= Tasks and exercises =
1 > Copy the records that follow the forum thread word for word, including all the lines. Leave the picture out.
2 > Write the next part of the forum thread about the fork() problem, starting right after its last sentence.

= Extract to read =

------------------------------------------------------------

Re: Newbie: Problem with fork() in Tutorial ?

Post by pcmattman »

Can you add extra output function calls in between the other functions so you know where it's failing? For all we know, it may not even be faulting due to fork().
User avatar
Combuster
Member
Member
Posts: 9301
Joined: Wed Oct 18, 2006 3:45 am
Libera.chat IRC: [com]buster
Location: On the balcony, where I can actually keep 1½m distance
Contact:

Re: Newbie: Problem with fork() in Tutorial ?

Post by Combuster »

CR2=0x00000000123890ab
Anybody else thinks that's a weird number?
"Certainly avoid yourself. He is a newbie and might not realize it. You'll hate his code deeply a few years down the road." - Sortie
[ My OS ] [ VDisk/SFS ]
User avatar
NickJohnson
Member
Member
Posts: 1249
Joined: Tue Mar 24, 2009 8:11 pm
Location: Sunnyvale, California

Re: Newbie: Problem with fork() in Tutorial ?

Post by NickJohnson »

Hmm... I think that's the magic number used by fork() to distinguish the parent from the child. The weird part is that it's a magic number returned by read_eip(), but you're obviously not jumping to it to get the fault. Is this code just from the tarball on the tutorial, or did you manually copy it? If it's the latter, please post the fork() function.
Lynton
Posts: 4
Joined: Sat Jun 06, 2009 5:05 pm

Re: Newbie: Problem with fork() in Tutorial ?

Post by Lynton »

OK
I admit the code I am working with has been hacked around with very slightly but not in a way that should break anything. Eg. I have moved all the .h files to an include folder!

------------------------------------------------------------

= Information shown =
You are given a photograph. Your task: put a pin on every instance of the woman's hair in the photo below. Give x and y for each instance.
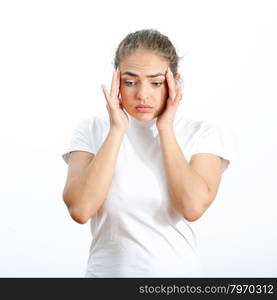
(148, 39)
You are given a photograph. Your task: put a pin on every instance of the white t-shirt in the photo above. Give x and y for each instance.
(136, 232)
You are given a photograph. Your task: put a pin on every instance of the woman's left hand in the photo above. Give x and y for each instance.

------------------------------------------------------------

= The replies =
1 >
You are given a photograph. Your task: put a pin on every instance of the woman's hair in the photo below. Give x and y for each instance.
(148, 39)
You are given a photograph. Your task: put a pin on every instance of the white t-shirt in the photo above. Give x and y for each instance.
(136, 232)
You are given a photograph. Your task: put a pin on every instance of the woman's left hand in the photo above. Give x and y for each instance.

2 >
Just to make sure I didn't break anything though I unpacked the original user_mode.tar.gz tarball and recompiled and ran that with no problems. ie. the "Welcome to user world message" appears.
I then modified the main.c file to include the int ret=fork(); line and recompiled and straight away I get the exact same page fault without touching or moving any of the other files from the original tarball.
So.....I either have a genuine problem with fork() or my compiler is doing something weird.

Anyways here is the fork() function as found in task.c.

int fork()
{
// We are modifying kernel structures, and so cannot be interrupted.
asm volatile("cli");

// Take a pointer to this process' task struct for later reference.
task_t *parent_task = (task_t*)current_task;

// Clone the address space.
page_directory_t *directory = clone_directory(current_directory);

// Create a new process.
task_t *new_task = (task_t*)kmalloc(sizeof(task_t));
new_task->id = next_pid++;
new_task->esp = new_task->ebp = 0;
new_task->eip = 0;
new_task->page_directory = directory;
current_task->kernel_stack = kmalloc_a(KERNEL_STACK_SIZE);
new_task->next = 0;

// Add it to the end of the ready queue.
// Find the end of the ready queue...
task_t *tmp_task = (task_t*)ready_queue;
while (tmp_task->next)
tmp_task = tmp_task->next;
// ...And extend it.
tmp_task->next = new_task;

// This will be the entry point for the new process.
u32int eip = read_eip();

// We could be the parent or the child here - check.
if (current_task == parent_task)
{
// We are the parent, so set up the esp/ebp/eip for our child.
u32int esp; asm volatile("mov %%esp, %0" : "=r"(esp));
u32int ebp; asm volatile("mov %%ebp, %0" : "=r"(ebp));
new_task->esp = esp;
new_task->ebp = ebp;
new_task->eip = eip;
// All finished: Reenable interrupts.
asm volatile("sti");

// And by convention return the PID of the child.
return new_task->id;
}
else
{
// We are the child - by convention return 0.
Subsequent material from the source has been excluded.